GOAL:
Rescale the rows below by copying every line, requests included, with each polygon coordinate in the answers multiplied by 1.9 and rounded to a whole number (halves round up). Leave the pictures out of your reply.

Source data:
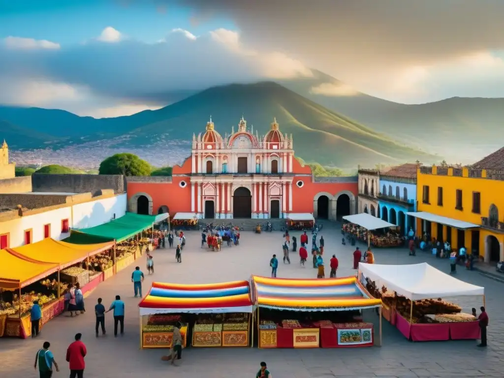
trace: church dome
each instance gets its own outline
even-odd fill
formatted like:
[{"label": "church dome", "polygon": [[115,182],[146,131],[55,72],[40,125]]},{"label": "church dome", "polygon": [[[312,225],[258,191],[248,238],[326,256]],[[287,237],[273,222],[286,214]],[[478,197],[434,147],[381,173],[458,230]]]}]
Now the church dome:
[{"label": "church dome", "polygon": [[203,135],[202,139],[204,143],[220,143],[222,142],[222,137],[214,130],[212,117],[210,117],[210,120],[207,122],[206,130],[207,131]]},{"label": "church dome", "polygon": [[273,121],[271,123],[271,129],[268,132],[266,136],[264,137],[264,141],[267,143],[279,143],[283,142],[284,140],[283,136],[280,133],[278,123],[277,122],[277,119],[273,119]]}]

SOLUTION BELOW:
trace: church dome
each instance gets its own outline
even-odd fill
formatted like:
[{"label": "church dome", "polygon": [[115,182],[146,131],[55,72],[40,125]]},{"label": "church dome", "polygon": [[[312,225],[258,191],[248,238],[326,256]],[[287,237],[273,222],[286,214]],[[478,197],[434,147],[381,173],[458,230]]]}]
Now the church dome:
[{"label": "church dome", "polygon": [[386,257],[384,264],[388,272],[418,272],[422,270],[422,260],[407,247],[403,222],[399,222],[399,228],[393,232],[391,247],[393,249]]},{"label": "church dome", "polygon": [[519,230],[515,234],[515,245],[509,251],[505,258],[502,260],[502,268],[507,272],[530,272],[538,270],[540,266],[538,258],[532,253],[528,234],[526,232],[526,226],[519,226]]}]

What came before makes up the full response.